[[ Available data open ]]

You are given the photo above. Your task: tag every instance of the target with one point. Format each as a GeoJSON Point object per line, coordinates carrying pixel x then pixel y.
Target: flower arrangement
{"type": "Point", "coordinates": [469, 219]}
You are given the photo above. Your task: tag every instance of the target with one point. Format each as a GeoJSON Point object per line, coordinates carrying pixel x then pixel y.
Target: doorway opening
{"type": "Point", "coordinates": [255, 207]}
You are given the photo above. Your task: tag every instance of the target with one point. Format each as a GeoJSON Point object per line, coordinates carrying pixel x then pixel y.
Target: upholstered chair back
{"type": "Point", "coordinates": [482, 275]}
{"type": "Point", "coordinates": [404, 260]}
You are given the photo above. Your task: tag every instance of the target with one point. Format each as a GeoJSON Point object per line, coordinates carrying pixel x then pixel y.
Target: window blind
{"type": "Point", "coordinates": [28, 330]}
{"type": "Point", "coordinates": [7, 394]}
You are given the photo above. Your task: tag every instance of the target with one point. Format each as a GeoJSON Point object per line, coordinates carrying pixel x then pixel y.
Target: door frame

[[ Available data closed ]]

■ Task instructions ■
Restate every entry above word for word.

■ Your response ■
You are given the photo above. Your task: tag every instance of the target with one point. Format each as a GeoJSON Point object per line, coordinates carrying pixel x then pixel y.
Target: flower arrangement
{"type": "Point", "coordinates": [469, 219]}
You are given the photo above. Your task: tag every instance of the target with one point. Format each as a GeoJSON Point object per line, coordinates carrying pixel x then pixel y.
Target: doorway opening
{"type": "Point", "coordinates": [255, 207]}
You are given the photo above. Your task: tag every instance of the target with one point. Format each as a GeoJSON Point object per line, coordinates carrying pixel x then pixel y.
Target: upholstered chair back
{"type": "Point", "coordinates": [482, 275]}
{"type": "Point", "coordinates": [404, 260]}
You are given the photo above. Your task: tag every instance of the target with one point. Format each as a GeoJSON Point object per line, coordinates carrying pixel x then pixel y.
Target: window blind
{"type": "Point", "coordinates": [28, 330]}
{"type": "Point", "coordinates": [7, 394]}
You are given the photo above. Your task: tag every instance of the target with one point. Format each as a GeoJSON Point object per line, coordinates carrying pixel x then pixel y.
Target: door frame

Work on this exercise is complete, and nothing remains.